→ Requirement: Show the lines below that contain the string "image".

→ Records provided:
_ _ _ _ _

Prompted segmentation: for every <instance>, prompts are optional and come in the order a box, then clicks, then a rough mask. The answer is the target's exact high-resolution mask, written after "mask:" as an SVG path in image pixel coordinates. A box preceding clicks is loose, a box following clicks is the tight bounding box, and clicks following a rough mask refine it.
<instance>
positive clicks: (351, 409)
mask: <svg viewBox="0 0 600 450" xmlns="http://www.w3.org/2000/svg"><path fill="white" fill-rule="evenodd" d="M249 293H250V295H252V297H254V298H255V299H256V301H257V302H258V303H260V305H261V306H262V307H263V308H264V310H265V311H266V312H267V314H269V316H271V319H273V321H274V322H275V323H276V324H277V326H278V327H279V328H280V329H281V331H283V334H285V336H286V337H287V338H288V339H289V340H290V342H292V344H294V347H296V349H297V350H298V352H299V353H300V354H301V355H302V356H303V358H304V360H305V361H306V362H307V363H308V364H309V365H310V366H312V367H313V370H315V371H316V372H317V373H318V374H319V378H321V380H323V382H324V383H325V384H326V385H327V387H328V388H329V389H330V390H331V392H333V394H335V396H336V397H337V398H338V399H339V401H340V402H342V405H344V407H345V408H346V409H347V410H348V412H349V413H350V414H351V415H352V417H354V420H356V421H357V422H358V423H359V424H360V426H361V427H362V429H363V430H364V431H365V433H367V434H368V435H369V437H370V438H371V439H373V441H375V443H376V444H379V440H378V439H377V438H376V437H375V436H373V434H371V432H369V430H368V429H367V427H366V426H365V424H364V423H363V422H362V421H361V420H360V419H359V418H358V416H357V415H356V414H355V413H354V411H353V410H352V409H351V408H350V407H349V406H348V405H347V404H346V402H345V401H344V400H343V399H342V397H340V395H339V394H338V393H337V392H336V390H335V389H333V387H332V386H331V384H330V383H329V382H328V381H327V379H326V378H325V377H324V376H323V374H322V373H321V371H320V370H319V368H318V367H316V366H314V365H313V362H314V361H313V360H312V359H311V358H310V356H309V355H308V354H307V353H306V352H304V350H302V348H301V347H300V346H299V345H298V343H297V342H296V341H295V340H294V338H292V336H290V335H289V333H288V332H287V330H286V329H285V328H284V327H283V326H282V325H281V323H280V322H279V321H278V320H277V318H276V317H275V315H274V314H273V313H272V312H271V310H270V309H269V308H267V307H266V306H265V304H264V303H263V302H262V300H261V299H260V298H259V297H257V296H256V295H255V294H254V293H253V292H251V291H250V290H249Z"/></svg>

_ _ _ _ _

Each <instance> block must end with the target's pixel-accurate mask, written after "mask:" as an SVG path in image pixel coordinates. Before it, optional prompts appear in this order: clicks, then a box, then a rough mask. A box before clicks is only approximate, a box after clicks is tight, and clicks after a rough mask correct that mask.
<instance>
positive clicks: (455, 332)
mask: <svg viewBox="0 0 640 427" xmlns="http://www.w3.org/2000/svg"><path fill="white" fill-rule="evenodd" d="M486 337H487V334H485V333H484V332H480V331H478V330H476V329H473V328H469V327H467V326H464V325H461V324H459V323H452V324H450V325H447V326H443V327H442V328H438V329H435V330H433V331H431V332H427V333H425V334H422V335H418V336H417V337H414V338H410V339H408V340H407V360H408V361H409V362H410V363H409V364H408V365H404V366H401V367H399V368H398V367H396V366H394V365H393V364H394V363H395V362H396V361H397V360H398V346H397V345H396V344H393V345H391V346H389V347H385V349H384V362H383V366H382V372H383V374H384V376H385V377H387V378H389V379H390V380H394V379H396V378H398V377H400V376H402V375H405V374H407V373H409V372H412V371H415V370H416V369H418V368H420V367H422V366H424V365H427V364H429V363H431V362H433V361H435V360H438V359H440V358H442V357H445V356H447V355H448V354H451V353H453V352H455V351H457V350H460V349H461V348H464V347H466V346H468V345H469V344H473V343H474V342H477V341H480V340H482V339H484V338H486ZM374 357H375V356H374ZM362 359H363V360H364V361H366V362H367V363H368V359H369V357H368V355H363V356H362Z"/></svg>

_ _ _ _ _

→ Exercise solution:
Prompted segmentation: for every <instance>, prompts are optional and come in the order a box, then clicks, then a rough mask. The answer is the target's exact high-resolution mask, written after "mask:" as an SVG path in image pixel coordinates. A box preceding clicks is loose, a box following clicks is the tight bounding box, and clicks following a rough mask refine it.
Each <instance> block must end with the target's pixel-accurate mask, written after "mask:" as an SVG path in image pixel coordinates. Before it, optional prompts appear in this order: clicks, then a box, then a rough mask. A box before clicks is only approximate, a box after clicks is tight, and clicks after a rough mask correct that mask.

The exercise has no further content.